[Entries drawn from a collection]
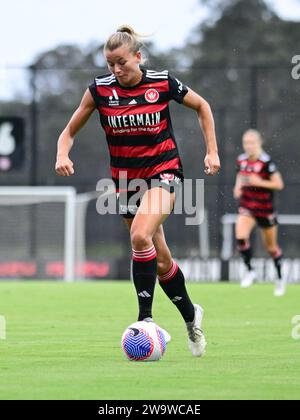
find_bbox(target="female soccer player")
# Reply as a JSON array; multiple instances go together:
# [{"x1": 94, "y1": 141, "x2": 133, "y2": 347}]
[
  {"x1": 234, "y1": 129, "x2": 286, "y2": 296},
  {"x1": 56, "y1": 26, "x2": 220, "y2": 356}
]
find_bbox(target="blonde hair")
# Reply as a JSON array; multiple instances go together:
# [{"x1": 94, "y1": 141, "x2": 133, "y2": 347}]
[{"x1": 103, "y1": 25, "x2": 148, "y2": 64}]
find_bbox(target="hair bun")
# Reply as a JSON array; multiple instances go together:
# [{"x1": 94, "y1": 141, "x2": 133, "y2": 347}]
[{"x1": 117, "y1": 25, "x2": 135, "y2": 35}]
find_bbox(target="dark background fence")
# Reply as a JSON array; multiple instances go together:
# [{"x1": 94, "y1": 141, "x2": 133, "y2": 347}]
[{"x1": 0, "y1": 63, "x2": 300, "y2": 259}]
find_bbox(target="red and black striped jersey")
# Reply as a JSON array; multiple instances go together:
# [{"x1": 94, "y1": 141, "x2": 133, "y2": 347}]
[
  {"x1": 237, "y1": 152, "x2": 277, "y2": 217},
  {"x1": 89, "y1": 69, "x2": 188, "y2": 189}
]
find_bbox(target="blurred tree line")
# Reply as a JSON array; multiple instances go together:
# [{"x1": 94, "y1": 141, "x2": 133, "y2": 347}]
[{"x1": 0, "y1": 0, "x2": 300, "y2": 256}]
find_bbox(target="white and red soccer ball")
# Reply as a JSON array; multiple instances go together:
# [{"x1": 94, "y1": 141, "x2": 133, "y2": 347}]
[{"x1": 121, "y1": 321, "x2": 166, "y2": 362}]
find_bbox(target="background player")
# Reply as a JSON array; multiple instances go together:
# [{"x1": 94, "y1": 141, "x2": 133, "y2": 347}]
[
  {"x1": 234, "y1": 129, "x2": 286, "y2": 296},
  {"x1": 56, "y1": 26, "x2": 220, "y2": 356}
]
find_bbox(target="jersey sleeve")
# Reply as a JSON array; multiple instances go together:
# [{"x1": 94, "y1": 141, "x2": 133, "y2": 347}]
[
  {"x1": 89, "y1": 81, "x2": 98, "y2": 105},
  {"x1": 169, "y1": 74, "x2": 188, "y2": 104}
]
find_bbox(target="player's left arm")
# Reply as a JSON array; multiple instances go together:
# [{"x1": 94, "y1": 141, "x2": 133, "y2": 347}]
[{"x1": 183, "y1": 88, "x2": 221, "y2": 175}]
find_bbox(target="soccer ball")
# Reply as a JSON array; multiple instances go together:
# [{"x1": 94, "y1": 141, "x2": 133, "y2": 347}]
[{"x1": 121, "y1": 321, "x2": 166, "y2": 362}]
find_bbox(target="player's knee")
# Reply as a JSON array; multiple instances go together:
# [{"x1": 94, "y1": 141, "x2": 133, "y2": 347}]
[
  {"x1": 130, "y1": 229, "x2": 153, "y2": 250},
  {"x1": 236, "y1": 239, "x2": 250, "y2": 251},
  {"x1": 157, "y1": 257, "x2": 172, "y2": 276},
  {"x1": 266, "y1": 245, "x2": 282, "y2": 258}
]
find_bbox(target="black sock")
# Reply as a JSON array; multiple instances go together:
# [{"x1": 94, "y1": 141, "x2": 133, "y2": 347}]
[
  {"x1": 237, "y1": 239, "x2": 252, "y2": 271},
  {"x1": 158, "y1": 261, "x2": 195, "y2": 322},
  {"x1": 271, "y1": 249, "x2": 282, "y2": 279},
  {"x1": 132, "y1": 246, "x2": 157, "y2": 321}
]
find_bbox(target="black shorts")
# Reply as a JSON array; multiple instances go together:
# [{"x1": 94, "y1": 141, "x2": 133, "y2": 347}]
[
  {"x1": 117, "y1": 172, "x2": 183, "y2": 219},
  {"x1": 239, "y1": 207, "x2": 278, "y2": 229}
]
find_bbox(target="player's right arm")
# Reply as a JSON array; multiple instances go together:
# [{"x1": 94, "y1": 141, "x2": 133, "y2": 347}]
[{"x1": 55, "y1": 89, "x2": 96, "y2": 176}]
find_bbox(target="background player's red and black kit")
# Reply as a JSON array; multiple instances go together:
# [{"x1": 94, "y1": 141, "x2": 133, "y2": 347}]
[
  {"x1": 89, "y1": 69, "x2": 188, "y2": 217},
  {"x1": 237, "y1": 153, "x2": 278, "y2": 227}
]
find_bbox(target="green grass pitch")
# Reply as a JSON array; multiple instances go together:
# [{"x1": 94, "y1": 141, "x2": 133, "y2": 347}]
[{"x1": 0, "y1": 281, "x2": 300, "y2": 400}]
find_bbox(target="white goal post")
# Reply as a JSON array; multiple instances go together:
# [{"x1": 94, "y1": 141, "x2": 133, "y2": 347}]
[{"x1": 0, "y1": 186, "x2": 76, "y2": 282}]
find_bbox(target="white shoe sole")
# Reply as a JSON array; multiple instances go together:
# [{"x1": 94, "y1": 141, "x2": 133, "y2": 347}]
[{"x1": 188, "y1": 305, "x2": 207, "y2": 357}]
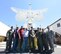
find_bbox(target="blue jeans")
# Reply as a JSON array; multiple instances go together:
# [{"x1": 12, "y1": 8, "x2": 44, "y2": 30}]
[{"x1": 22, "y1": 37, "x2": 28, "y2": 51}]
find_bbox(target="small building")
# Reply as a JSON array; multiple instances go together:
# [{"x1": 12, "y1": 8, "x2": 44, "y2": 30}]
[
  {"x1": 46, "y1": 18, "x2": 61, "y2": 35},
  {"x1": 0, "y1": 21, "x2": 10, "y2": 42},
  {"x1": 45, "y1": 18, "x2": 61, "y2": 44}
]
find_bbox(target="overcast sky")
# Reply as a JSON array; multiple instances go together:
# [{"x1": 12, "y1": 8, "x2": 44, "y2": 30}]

§ STATED PROBLEM: Count the lines of the data above that contain the string "jersey". Reply with the number alone.

§ RESPONSE: 2